** ACTIVITÉS **
a: Reproduisez fidèlement le passage de l'extrait sur l'intelligence artificielle qui commence par les mots contenant "L’IA y démontre" et se termine par "régional en robotique.".
b: Relevez dans l'extrait sur l'intelligence artificielle tous les noms propres qui désignent une personne, un ordinateur ou un logiciel.

** EXTRAIT DE PAGE **
--*--

Sur certaines capacités, l’intelligence artificielle dépasse d’ores et déjà l’homme. Pour autant, malgré les progrès énormes, la machine semble loin de nous remplacer. Rencontre avec l’expert en informatique et robotique Olivier Ly
En 1997, ce fut le choc. L’ordinateur Deep blue, prémisse de l’intelligence artificielle, bat aux échecs le champion du monde Garry Kasparov. Un cran au-dessus, en 2016, c’est le logiciel Alphago qui détrône le champion mondial coréen de GO, jeu au nombre incalculable de positions.
L’IA y démontre ses immenses capacités de calcul et surtout d’auto-apprentissage, Alphago étant capable d’apprendre en jouant contre lui-même. « Oui, en termes de puissance et de rapidité de calcul, l’ordinateur dépasse l’humain », appuie Olivier Ly, chercheur au Labri, Laboratoire bordelais de recherche en informatique et pilote de R4, réseau de recherche régional en robotique.

--*--

** DONNÉES EXTRAITES **
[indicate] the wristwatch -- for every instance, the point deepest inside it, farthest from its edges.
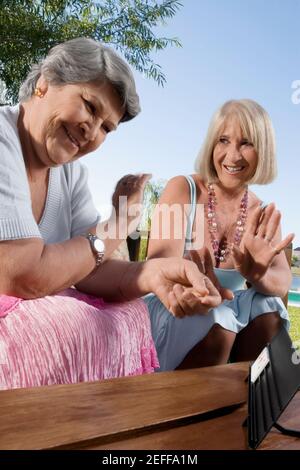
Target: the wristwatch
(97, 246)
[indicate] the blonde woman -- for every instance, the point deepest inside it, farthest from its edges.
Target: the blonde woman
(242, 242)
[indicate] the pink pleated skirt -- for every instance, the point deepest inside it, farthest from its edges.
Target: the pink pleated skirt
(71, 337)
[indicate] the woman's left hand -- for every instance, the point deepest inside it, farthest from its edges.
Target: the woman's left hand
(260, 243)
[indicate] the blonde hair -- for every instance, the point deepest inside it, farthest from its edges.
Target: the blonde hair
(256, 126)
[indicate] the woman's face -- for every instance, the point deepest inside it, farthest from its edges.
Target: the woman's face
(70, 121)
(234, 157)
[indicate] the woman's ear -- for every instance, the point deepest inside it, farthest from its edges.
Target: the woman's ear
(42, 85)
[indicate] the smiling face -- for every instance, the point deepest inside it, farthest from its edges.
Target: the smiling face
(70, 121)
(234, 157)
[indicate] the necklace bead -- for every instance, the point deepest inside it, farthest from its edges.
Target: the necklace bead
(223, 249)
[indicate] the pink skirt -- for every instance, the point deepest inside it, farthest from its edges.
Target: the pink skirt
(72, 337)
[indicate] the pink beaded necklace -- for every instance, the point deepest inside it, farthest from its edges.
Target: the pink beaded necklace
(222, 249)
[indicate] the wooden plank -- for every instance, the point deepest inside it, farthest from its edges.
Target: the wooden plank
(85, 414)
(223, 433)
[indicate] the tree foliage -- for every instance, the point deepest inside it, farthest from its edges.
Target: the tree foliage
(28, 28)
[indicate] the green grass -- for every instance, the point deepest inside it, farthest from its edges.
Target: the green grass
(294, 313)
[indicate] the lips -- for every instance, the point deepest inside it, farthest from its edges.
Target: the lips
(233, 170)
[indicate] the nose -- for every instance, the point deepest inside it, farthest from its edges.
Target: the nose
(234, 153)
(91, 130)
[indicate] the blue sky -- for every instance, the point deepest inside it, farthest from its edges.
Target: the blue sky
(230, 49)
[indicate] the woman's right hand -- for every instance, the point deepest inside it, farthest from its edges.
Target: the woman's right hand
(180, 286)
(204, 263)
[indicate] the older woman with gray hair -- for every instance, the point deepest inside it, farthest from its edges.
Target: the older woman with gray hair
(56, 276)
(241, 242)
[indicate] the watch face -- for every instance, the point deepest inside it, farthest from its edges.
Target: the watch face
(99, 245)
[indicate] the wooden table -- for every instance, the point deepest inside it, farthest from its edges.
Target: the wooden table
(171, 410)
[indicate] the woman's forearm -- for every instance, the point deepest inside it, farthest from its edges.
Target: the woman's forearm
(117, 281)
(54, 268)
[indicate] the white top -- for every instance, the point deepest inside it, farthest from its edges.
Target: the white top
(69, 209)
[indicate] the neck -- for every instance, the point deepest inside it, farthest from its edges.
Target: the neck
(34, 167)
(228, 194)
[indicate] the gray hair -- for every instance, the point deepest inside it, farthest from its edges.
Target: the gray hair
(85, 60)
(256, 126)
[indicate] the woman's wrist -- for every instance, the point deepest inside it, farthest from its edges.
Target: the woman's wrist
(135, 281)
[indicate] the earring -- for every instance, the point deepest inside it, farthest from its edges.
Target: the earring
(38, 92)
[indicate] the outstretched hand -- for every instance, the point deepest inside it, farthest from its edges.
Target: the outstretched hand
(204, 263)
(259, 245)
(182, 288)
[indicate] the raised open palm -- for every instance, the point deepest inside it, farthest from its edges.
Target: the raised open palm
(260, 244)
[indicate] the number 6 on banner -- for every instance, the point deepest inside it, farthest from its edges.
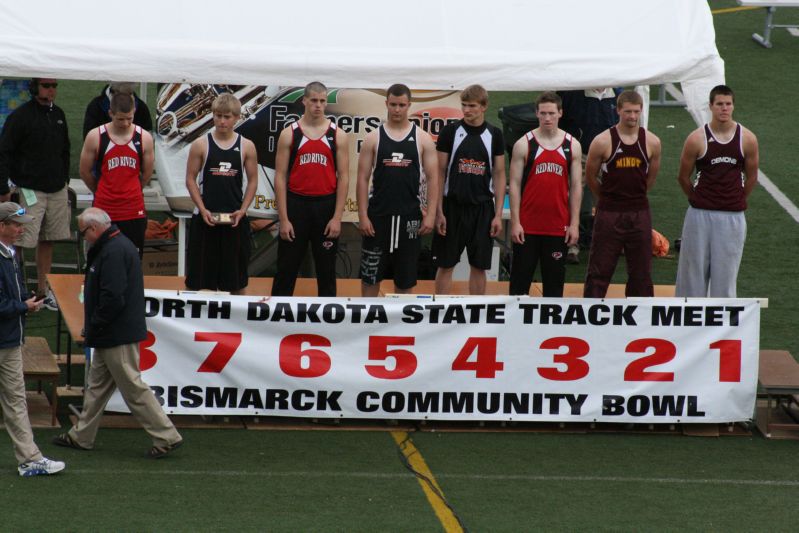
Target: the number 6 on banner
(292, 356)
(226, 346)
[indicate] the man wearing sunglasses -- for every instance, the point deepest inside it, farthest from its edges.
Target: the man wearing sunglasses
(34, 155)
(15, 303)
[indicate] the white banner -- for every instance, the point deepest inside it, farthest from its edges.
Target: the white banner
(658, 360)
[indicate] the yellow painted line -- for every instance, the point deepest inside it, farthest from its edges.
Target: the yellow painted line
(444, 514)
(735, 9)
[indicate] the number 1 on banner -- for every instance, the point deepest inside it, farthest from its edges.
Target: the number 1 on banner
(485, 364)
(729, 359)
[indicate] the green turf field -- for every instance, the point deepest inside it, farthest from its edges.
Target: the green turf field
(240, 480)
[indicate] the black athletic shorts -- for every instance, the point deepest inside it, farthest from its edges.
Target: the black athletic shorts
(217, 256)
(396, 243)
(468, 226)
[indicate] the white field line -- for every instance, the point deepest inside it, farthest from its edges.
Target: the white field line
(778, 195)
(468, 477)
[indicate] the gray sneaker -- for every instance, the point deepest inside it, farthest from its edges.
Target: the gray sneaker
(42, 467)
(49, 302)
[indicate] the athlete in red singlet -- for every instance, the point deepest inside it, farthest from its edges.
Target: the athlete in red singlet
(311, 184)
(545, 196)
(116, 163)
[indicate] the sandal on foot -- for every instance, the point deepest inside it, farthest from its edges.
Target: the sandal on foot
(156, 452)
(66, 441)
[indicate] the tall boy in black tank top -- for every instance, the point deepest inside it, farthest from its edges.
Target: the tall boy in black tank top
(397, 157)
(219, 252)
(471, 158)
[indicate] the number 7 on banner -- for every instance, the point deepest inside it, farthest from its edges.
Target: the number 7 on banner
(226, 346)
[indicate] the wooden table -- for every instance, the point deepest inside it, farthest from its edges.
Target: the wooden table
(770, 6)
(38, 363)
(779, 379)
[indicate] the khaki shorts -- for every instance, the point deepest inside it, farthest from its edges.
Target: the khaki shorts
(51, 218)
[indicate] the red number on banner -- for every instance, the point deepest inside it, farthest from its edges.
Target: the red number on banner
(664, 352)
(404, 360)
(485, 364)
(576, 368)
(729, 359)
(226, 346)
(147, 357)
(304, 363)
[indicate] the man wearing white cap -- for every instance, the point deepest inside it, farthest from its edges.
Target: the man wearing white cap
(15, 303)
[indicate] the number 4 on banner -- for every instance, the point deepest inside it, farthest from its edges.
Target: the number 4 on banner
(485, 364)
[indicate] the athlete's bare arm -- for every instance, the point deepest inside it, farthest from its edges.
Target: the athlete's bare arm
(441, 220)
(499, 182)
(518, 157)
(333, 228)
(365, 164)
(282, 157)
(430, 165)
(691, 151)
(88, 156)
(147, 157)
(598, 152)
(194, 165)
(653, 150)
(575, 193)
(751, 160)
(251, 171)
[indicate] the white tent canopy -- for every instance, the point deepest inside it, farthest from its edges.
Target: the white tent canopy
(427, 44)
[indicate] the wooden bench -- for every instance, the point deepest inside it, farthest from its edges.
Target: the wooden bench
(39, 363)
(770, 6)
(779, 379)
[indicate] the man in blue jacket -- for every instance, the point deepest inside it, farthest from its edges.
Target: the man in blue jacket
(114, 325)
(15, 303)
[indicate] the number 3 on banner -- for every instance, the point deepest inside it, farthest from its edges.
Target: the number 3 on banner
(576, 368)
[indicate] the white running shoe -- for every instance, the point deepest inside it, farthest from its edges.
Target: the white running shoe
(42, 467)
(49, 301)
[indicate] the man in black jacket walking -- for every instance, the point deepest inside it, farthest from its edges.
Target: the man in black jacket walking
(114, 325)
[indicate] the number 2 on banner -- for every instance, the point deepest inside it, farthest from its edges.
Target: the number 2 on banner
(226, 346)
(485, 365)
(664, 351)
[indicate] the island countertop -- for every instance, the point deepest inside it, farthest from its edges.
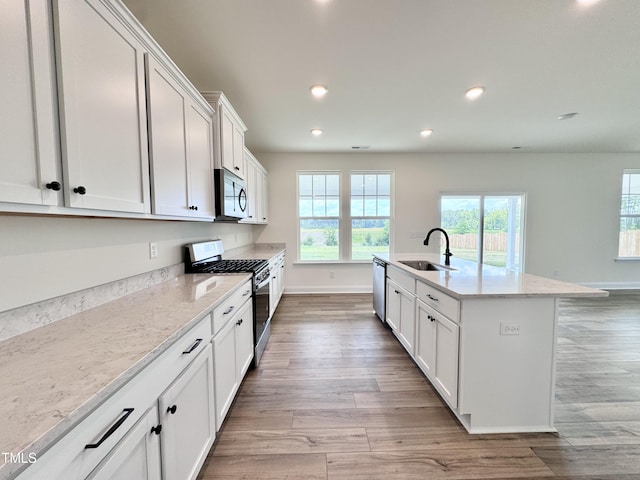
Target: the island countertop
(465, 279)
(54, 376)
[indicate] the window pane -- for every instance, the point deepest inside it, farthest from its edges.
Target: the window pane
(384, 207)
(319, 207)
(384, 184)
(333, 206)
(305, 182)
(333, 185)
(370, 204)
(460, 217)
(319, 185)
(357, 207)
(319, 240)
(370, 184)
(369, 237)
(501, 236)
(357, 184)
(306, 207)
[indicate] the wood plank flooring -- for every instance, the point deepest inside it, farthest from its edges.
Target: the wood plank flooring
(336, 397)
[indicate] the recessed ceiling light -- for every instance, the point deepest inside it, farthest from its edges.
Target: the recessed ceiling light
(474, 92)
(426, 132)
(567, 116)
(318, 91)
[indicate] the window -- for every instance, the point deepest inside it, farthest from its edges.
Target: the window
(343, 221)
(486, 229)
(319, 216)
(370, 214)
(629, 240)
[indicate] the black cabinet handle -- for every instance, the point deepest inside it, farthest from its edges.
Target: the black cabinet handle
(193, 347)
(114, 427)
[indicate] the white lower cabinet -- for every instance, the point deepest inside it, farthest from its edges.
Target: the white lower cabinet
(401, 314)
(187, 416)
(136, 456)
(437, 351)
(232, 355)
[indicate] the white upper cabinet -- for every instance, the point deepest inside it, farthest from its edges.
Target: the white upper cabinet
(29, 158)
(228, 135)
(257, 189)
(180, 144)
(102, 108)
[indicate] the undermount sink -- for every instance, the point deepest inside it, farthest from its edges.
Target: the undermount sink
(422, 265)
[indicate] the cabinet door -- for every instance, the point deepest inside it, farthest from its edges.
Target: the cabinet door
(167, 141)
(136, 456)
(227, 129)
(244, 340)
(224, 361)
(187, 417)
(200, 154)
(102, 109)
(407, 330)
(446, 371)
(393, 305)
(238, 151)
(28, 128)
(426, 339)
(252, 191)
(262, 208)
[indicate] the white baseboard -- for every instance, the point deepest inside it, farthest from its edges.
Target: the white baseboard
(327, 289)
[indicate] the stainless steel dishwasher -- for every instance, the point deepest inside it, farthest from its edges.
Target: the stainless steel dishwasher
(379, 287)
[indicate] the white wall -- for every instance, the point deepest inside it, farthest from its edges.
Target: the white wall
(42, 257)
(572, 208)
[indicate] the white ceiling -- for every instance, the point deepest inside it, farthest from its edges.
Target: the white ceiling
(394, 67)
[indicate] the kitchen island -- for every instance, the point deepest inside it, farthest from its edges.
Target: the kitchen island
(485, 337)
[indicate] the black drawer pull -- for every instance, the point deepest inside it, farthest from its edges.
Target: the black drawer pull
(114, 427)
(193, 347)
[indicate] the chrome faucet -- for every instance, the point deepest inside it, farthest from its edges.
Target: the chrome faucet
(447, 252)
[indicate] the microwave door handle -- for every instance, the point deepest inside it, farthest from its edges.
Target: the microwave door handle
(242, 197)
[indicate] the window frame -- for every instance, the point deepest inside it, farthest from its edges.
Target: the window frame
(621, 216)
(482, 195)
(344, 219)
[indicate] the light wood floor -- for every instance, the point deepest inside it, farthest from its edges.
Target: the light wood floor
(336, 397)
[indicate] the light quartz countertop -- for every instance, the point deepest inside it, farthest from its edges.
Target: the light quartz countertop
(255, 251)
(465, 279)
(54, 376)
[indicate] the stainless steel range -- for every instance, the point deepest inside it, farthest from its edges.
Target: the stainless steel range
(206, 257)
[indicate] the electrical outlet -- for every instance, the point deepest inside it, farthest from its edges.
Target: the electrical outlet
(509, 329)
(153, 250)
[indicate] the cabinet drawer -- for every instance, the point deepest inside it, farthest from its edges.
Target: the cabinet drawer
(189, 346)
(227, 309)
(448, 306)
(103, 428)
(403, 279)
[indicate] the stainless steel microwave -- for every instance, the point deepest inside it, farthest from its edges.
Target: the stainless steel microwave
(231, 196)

--*--

** CORRIGÉ **
a:
L’IA y démontre ses immenses capacités de calcul et surtout d’auto-apprentissage, Alphago étant capable d’apprendre en jouant contre lui-même. « Oui, en termes de puissance et de rapidité de calcul, l’ordinateur dépasse l’humain », appuie Olivier Ly, chercheur au Labri, Laboratoire bordelais de recherche en informatique et pilote de R4, réseau de recherche régional en robotique.

b: Deep blue, Garry Kasparov, Alphago, Olivier Ly